#### Selected excerpt
______

Sir John finds that the 1998 Strategy represents an improvement in design in several important respects. The inclusion of overall objectives provides greater coherence, and the development of agreed local implementation plans should also help. The NHS Executive expects new liaison arrangements to provide better communication about the Strategy in the NHS, and it intends to achieve better co-ordination than with the 1992 Strategy through a Programme Management Framework. The new Strategy includes measures to increase the impact of specific projects, and the Executive also expects evaluation work to be done within the NHS.
However, Sir John:
- considers that the Strategy's objectives and targets should be made specific and measurable if they are to be useful in monitoring expenditure and achievements;
- is concerned that as with the 1992 Strategy, there is no overall business case, and he recommends that when business cases are produced for individual projects that they address interdependencies between them; and
- considers that there should be clearer plans for evaluation of the Strategy.
Notes for Editors
The Comptroller and Auditor General, Sir John Bourn, is the head of the National Audit Office employing some 750 staff. He and the NAO are totally independent of Government. He certifies the accounts of all Government departments and a wide range of other public sector bodies; and he has statutory authority to report to Parliament on the economy, efficiency and effectiveness with which departments and other bodies have used their resources.

______

#### Stored rows
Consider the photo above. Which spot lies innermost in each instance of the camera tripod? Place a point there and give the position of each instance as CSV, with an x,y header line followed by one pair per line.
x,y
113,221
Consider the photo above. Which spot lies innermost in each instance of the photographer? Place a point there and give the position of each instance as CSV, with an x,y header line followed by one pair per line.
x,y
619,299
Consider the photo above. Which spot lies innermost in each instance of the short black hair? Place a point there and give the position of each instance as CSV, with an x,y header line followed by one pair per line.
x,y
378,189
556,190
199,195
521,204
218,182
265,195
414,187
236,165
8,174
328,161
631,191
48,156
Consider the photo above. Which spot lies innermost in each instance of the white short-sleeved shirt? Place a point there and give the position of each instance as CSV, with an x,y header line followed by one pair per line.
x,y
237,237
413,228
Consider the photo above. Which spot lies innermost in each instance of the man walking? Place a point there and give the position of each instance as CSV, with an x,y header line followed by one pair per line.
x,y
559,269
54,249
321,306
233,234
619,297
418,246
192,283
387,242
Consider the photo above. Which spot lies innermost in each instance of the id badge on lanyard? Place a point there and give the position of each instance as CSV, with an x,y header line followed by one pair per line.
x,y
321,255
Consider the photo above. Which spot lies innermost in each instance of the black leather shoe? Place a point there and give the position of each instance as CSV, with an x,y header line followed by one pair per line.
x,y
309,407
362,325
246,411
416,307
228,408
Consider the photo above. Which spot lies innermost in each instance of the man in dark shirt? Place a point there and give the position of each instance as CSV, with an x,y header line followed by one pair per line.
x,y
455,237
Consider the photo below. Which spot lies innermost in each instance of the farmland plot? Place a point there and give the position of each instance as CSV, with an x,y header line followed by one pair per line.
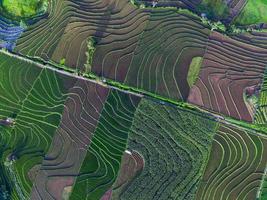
x,y
229,70
115,25
102,162
189,4
166,48
69,146
9,33
236,165
35,117
261,112
174,148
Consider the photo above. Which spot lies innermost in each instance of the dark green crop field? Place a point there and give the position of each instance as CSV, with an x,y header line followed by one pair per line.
x,y
133,100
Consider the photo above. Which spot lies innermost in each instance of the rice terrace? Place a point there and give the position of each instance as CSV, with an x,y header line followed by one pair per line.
x,y
133,99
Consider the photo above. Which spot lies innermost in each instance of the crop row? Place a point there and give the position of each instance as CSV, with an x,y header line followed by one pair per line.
x,y
175,150
236,165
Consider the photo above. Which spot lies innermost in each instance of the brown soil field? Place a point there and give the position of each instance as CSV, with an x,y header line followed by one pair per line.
x,y
229,67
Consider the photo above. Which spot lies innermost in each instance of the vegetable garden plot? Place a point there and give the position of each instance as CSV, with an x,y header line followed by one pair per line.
x,y
175,145
102,162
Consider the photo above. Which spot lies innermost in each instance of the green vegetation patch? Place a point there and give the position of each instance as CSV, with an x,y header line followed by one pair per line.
x,y
254,12
175,145
101,165
236,165
193,71
214,9
261,113
89,54
24,8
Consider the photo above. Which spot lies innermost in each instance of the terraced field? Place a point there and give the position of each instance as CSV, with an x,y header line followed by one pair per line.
x,y
229,68
69,146
236,165
166,48
9,33
102,162
69,25
189,4
261,113
175,150
36,118
147,109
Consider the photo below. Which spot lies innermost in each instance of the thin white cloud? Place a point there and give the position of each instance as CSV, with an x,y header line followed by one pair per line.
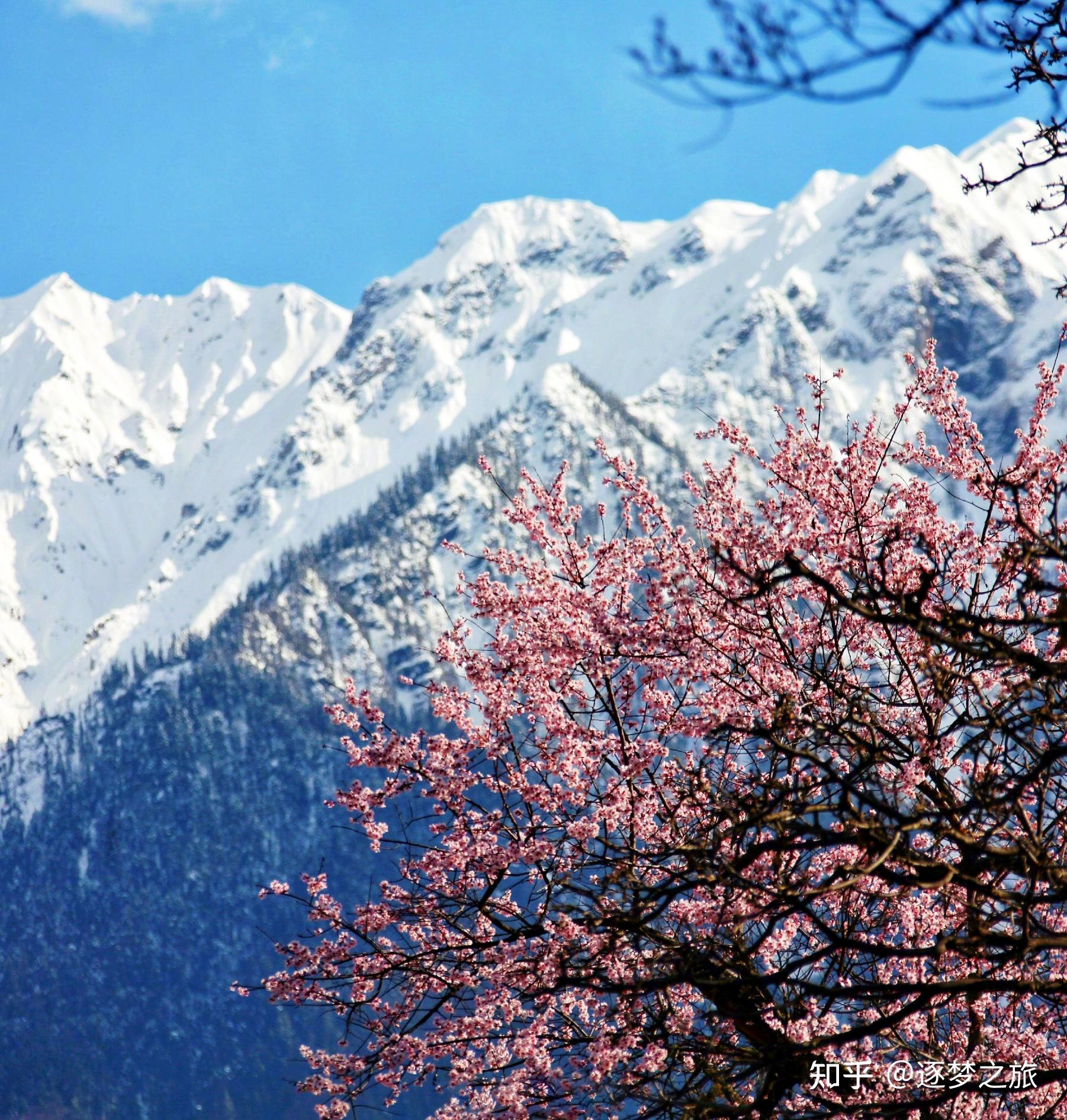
x,y
133,12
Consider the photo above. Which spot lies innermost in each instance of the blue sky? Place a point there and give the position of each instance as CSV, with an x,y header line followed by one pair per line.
x,y
150,143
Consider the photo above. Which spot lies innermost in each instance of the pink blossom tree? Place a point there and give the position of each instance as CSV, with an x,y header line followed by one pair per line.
x,y
757,816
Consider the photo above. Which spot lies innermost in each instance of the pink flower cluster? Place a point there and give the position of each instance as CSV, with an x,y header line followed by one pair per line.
x,y
725,795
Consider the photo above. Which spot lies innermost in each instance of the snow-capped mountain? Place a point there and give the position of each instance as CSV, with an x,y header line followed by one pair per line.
x,y
156,454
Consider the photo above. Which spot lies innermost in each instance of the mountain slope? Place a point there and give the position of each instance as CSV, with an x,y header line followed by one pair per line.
x,y
306,491
158,454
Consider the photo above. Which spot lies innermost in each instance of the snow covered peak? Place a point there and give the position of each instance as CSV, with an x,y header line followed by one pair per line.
x,y
157,452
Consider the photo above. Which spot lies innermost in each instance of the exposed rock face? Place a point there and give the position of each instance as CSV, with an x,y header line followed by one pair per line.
x,y
242,464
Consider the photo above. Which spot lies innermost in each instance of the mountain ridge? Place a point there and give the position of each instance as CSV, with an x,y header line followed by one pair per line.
x,y
162,452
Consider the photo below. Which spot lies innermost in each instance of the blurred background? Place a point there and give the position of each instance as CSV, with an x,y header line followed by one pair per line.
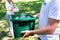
x,y
31,7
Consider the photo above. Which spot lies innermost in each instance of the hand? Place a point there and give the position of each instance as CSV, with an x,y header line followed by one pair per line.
x,y
27,34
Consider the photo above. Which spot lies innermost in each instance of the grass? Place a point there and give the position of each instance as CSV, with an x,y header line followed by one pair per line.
x,y
31,7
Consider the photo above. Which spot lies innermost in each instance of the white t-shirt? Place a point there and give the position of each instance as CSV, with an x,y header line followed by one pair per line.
x,y
50,9
9,5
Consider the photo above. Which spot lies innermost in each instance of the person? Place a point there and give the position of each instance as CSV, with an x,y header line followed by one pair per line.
x,y
9,7
48,22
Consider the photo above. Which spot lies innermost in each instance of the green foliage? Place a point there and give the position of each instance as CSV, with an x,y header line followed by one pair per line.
x,y
31,8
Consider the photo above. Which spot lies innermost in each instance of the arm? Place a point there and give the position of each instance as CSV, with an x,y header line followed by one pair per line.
x,y
10,8
48,29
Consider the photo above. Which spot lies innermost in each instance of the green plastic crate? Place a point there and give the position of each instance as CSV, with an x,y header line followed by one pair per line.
x,y
27,23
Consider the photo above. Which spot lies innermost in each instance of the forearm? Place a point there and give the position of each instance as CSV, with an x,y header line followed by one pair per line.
x,y
44,30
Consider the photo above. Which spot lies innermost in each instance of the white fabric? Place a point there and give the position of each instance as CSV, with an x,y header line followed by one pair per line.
x,y
49,10
16,9
9,5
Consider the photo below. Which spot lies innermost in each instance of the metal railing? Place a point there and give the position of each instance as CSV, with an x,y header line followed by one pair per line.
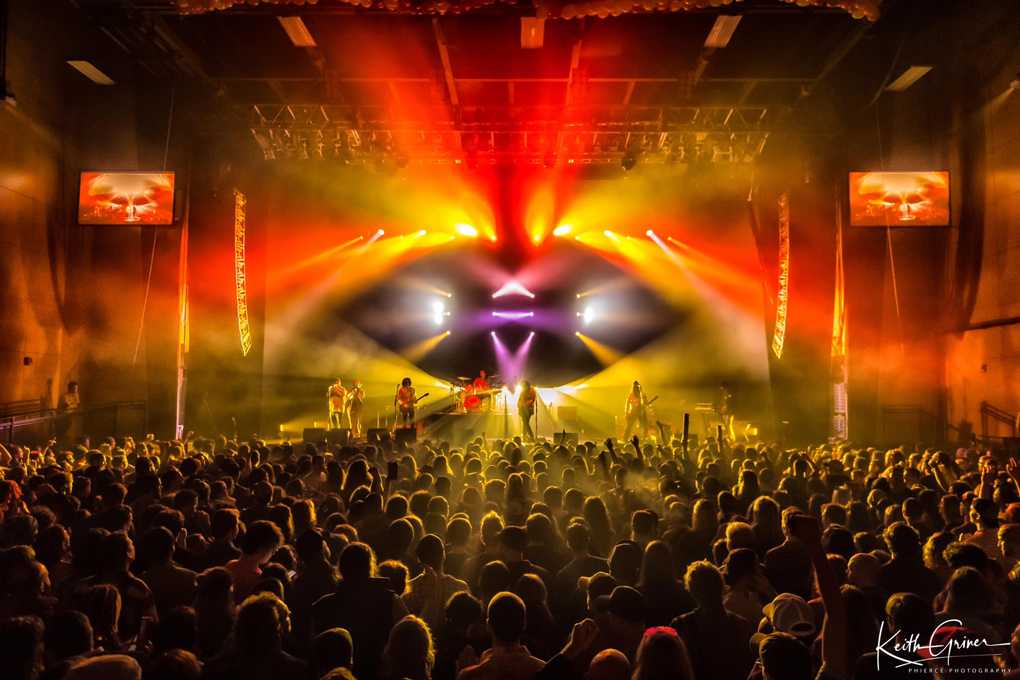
x,y
33,422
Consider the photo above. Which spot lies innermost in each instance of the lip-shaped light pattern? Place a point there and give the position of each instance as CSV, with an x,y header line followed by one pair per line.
x,y
512,289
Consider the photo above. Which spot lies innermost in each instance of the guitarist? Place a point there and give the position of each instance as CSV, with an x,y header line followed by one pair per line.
x,y
635,411
481,394
404,402
525,409
337,400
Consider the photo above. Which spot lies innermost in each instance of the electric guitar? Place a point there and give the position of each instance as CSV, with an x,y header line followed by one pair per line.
x,y
408,408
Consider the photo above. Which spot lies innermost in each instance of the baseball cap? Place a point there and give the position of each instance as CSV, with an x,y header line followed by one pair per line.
x,y
789,614
599,583
624,602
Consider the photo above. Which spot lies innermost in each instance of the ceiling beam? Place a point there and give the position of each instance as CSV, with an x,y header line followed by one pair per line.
x,y
572,72
445,60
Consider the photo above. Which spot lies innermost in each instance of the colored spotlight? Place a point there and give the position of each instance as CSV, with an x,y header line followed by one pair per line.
x,y
513,315
420,350
439,312
513,288
467,230
589,315
562,230
605,354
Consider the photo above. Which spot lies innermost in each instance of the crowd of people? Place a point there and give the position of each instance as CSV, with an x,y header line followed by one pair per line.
x,y
215,559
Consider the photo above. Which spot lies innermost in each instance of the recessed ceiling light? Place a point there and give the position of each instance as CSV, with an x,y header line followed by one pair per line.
x,y
89,69
297,31
532,33
722,31
908,77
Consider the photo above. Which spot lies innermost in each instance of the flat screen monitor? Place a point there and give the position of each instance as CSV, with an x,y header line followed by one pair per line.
x,y
125,198
900,199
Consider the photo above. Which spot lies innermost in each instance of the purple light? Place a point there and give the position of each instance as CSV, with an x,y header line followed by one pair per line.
x,y
513,315
511,364
513,288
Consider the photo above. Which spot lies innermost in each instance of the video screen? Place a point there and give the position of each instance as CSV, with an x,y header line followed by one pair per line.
x,y
900,199
125,198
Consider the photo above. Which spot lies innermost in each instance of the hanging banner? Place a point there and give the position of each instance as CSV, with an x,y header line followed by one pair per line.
x,y
782,290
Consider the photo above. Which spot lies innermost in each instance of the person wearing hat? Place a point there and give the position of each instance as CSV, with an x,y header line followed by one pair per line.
x,y
789,614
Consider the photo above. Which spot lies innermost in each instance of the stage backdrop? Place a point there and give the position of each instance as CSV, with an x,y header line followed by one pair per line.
x,y
600,278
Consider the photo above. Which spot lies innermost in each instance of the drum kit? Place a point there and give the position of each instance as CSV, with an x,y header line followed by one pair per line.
x,y
470,399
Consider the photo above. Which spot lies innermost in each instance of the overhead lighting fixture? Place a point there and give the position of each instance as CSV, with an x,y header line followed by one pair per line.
x,y
513,315
91,71
532,33
297,31
513,288
908,77
722,31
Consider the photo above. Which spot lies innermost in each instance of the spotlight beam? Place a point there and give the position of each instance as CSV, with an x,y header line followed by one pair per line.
x,y
605,354
513,316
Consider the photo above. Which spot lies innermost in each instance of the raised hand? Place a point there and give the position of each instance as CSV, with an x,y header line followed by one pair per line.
x,y
581,637
1013,470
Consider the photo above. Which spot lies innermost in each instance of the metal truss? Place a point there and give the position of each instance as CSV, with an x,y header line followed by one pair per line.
x,y
539,135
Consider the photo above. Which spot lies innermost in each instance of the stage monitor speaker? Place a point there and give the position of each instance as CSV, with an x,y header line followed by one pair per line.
x,y
565,438
406,435
377,434
341,435
314,435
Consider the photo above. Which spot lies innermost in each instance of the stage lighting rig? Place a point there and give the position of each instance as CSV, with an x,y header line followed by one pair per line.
x,y
439,312
513,289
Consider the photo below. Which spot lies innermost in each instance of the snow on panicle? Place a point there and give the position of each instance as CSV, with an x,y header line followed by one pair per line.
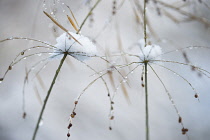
x,y
66,44
149,52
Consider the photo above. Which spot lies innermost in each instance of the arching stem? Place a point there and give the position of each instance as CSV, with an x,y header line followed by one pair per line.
x,y
146,104
48,94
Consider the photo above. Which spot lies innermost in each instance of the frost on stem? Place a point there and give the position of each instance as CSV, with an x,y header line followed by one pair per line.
x,y
66,44
149,52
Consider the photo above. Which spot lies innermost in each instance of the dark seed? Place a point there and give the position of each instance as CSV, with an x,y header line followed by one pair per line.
x,y
112,118
10,68
24,115
196,96
72,115
180,119
110,128
69,126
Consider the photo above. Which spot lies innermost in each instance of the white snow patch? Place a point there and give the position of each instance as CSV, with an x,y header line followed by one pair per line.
x,y
67,44
150,52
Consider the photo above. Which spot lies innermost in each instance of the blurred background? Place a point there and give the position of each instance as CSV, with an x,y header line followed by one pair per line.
x,y
171,25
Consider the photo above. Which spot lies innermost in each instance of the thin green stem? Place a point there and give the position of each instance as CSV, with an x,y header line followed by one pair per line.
x,y
90,12
146,104
48,94
145,23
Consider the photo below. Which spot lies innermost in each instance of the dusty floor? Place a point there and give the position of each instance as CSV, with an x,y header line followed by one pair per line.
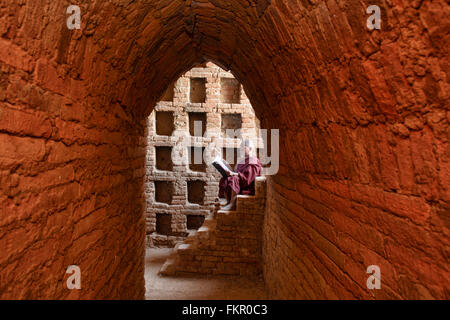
x,y
196,288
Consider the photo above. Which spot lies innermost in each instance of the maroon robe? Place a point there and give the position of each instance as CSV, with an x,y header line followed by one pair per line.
x,y
244,182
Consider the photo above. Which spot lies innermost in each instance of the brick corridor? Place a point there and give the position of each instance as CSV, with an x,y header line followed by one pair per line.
x,y
364,159
201,288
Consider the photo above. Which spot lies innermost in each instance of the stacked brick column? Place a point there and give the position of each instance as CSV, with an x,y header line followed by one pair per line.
x,y
223,98
230,242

______

#### Stated goal
Edit the excerpt on the 1998 NHS Strategy from "Sir John finds" up to and including "within the NHS.", replacing "Programme Management Framework" with "Project Management Framework". Rely only on the excerpt on the 1998 NHS Strategy and not on the listing.

#### The result
Sir John finds that the 1998 Strategy represents an improvement in design in several important respects. The inclusion of overall objectives provides greater coherence, and the development of agreed local implementation plans should also help. The NHS Executive expects new liaison arrangements to provide better communication about the Strategy in the NHS, and it intends to achieve better co-ordination than with the 1992 Strategy through a Project Management Framework. The new Strategy includes measures to increase the impact of specific projects, and the Executive also expects evaluation work to be done within the NHS.